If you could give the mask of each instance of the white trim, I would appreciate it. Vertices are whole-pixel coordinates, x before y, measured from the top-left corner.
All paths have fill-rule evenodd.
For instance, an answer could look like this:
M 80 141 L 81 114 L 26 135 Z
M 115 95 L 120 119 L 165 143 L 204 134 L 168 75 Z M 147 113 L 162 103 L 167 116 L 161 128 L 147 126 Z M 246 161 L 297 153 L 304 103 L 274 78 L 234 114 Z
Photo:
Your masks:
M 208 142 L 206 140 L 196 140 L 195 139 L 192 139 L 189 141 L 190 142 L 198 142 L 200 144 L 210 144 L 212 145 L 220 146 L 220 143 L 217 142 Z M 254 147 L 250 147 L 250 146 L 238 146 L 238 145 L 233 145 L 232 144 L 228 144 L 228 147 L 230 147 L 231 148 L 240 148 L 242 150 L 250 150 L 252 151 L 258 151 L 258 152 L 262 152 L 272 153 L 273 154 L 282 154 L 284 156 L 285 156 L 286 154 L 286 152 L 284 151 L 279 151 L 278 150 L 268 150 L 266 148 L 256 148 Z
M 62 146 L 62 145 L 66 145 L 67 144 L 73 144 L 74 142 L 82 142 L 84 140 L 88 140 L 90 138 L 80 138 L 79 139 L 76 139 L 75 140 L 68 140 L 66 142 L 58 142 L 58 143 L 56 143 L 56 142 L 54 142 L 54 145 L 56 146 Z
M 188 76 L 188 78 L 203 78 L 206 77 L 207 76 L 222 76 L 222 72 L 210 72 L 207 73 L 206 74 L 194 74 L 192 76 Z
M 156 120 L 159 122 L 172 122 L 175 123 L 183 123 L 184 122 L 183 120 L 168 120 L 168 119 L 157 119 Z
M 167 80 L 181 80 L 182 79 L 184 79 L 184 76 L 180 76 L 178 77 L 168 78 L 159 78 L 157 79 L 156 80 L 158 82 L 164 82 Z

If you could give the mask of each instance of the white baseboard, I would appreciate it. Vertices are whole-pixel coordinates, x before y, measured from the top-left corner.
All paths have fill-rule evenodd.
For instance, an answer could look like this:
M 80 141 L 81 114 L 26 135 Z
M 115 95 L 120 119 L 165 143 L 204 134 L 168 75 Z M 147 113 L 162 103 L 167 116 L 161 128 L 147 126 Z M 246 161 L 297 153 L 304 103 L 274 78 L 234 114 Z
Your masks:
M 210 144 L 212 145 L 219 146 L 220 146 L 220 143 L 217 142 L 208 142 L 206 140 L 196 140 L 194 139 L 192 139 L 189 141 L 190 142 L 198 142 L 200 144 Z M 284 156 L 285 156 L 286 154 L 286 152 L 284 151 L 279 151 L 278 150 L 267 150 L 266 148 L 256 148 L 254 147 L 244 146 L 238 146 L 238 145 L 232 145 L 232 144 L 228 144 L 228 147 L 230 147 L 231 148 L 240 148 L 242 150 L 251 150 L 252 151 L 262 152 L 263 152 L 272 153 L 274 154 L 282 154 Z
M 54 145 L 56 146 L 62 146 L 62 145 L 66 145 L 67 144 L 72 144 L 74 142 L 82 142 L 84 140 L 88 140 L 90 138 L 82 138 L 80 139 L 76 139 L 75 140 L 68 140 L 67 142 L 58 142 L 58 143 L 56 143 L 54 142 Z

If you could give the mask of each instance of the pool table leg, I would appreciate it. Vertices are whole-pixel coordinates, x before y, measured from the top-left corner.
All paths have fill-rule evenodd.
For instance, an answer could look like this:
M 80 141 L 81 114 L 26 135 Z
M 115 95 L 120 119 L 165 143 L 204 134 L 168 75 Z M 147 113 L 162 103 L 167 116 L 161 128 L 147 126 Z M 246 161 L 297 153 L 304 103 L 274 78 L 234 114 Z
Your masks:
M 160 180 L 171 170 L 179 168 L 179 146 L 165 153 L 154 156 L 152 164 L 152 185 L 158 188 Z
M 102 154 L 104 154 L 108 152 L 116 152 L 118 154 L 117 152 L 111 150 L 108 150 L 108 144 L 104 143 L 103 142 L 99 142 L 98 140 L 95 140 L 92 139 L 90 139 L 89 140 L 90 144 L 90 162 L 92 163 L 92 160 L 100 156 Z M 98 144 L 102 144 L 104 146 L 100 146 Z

========================================================================

◆ **WHAT NEEDS TO BE DONE**:
Show each line above that contains the word "measured".

◆ **RESULT OF THE EXERCISE**:
If you could give the mask of each instance of the white trim, I would appreciate it. Vertices are whole-pixel coordinates, x before y, measured from the top-left corner.
If you could give the mask of each instance of the white baseboard, I would appreciate it. Vertices are whole-pixel coordinates, x before y, measured from the top-left corner.
If you could give the mask of each instance of the pool table leg, I would appreciate it. Vertices are whole-pixel coordinates, x before y, measured from the top-left corner.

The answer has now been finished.